▸ **WHAT IS REQUIRED**: Only the stretch of the listing below that runs from the line with "the asphalt road" through the line with "the white-walled building" is to be printed, exactly and with both ends.

▸ **EXTRACTED INFORMATION**:

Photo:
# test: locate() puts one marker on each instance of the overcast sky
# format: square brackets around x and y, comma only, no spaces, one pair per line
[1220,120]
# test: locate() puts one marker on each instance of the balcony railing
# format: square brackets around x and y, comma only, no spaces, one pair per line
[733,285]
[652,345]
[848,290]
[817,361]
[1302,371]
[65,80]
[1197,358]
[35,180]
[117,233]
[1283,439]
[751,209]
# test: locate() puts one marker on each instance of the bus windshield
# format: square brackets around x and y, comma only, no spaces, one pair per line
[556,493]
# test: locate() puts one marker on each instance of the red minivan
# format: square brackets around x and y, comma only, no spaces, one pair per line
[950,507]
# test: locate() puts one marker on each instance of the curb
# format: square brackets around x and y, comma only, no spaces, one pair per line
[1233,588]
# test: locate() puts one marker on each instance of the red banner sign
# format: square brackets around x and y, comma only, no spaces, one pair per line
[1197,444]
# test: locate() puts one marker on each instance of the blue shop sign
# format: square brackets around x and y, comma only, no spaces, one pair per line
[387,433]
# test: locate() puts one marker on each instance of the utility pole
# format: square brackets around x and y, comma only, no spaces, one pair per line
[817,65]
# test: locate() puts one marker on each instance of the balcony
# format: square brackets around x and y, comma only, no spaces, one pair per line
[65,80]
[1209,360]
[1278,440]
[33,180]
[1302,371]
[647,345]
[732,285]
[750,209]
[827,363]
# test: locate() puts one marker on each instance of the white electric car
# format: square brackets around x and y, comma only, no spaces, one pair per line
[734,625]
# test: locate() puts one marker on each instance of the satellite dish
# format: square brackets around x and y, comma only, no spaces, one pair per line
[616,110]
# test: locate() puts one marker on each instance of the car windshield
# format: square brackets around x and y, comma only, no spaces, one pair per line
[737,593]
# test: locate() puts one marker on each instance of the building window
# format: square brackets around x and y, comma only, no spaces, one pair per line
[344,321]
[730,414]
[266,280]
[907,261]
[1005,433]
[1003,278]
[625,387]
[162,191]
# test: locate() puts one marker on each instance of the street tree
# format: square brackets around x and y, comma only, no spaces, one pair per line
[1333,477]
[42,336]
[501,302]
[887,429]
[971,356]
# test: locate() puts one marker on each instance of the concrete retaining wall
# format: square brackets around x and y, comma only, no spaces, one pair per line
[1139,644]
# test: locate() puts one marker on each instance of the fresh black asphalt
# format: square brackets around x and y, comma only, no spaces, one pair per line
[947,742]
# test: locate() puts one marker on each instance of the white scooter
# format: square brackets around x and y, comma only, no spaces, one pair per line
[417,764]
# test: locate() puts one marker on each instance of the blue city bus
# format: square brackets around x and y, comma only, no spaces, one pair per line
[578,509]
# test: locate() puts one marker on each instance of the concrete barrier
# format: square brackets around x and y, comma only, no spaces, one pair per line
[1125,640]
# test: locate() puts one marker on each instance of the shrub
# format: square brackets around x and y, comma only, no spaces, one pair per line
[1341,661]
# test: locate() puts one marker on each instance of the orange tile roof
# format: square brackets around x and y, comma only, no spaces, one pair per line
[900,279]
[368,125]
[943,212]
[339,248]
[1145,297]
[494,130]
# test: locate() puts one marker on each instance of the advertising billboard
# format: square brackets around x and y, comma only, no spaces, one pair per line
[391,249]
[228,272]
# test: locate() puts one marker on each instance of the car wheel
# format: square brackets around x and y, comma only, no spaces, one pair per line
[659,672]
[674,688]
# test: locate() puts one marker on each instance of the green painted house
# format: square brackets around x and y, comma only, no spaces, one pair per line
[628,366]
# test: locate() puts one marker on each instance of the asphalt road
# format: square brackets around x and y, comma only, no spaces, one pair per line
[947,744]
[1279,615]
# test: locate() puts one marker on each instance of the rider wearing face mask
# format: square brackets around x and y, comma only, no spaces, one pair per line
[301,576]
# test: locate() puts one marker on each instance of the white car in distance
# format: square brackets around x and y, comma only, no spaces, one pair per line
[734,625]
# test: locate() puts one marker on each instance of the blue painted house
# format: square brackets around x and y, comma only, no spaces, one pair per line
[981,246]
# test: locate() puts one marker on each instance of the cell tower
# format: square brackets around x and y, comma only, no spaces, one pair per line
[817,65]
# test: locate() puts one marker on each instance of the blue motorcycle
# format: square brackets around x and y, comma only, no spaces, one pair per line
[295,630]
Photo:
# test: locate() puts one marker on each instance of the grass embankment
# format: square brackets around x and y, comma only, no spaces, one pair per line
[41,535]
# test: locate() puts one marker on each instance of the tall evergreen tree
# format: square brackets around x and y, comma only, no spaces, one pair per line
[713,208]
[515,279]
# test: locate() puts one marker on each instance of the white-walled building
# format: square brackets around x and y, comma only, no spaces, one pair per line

▸ **OUTPUT**:
# test: locate() puts one marker on each instance of the asphalt road
# format: square brackets around x and y, comma only, no spaces, one pair per line
[947,744]
[1279,615]
# test: locate() puts one marker on each instance of the rider wearing face mask
# format: square brackets around x and y, comma only, no spaces, one pair per line
[301,576]
# test: locate() puts one marker on each instance of the white car in distance
# format: square brackets around x and y, comma only, no spaces, one pair per line
[734,625]
# test: locate() puts one marker on each instance of the blue painted house
# format: square brackets around x and y, comma only, no spaces, one pair per line
[981,246]
# test: locate() puts one marker on each instance of the cell tower
# format: square brackets around x and y, comma only, no spaces, one pair per line
[817,65]
# test: locate() puts one marker on each instance of the blue motorcycle
# format: square brackets around x and y, comma only, no spaces, one pair per line
[295,630]
Photo:
# test: locate() puts one marker on each instance of the grass embankment
# format: square brackets around x and y, comma only, no spaces, one pair per line
[41,535]
# test: locate() puts one marker on each instance of the tall evergreen tree
# format: square brackets around x and y, comma only, no spaces, one pair per line
[713,208]
[515,279]
# test: locate() puts one marker on each instance of the white-walled building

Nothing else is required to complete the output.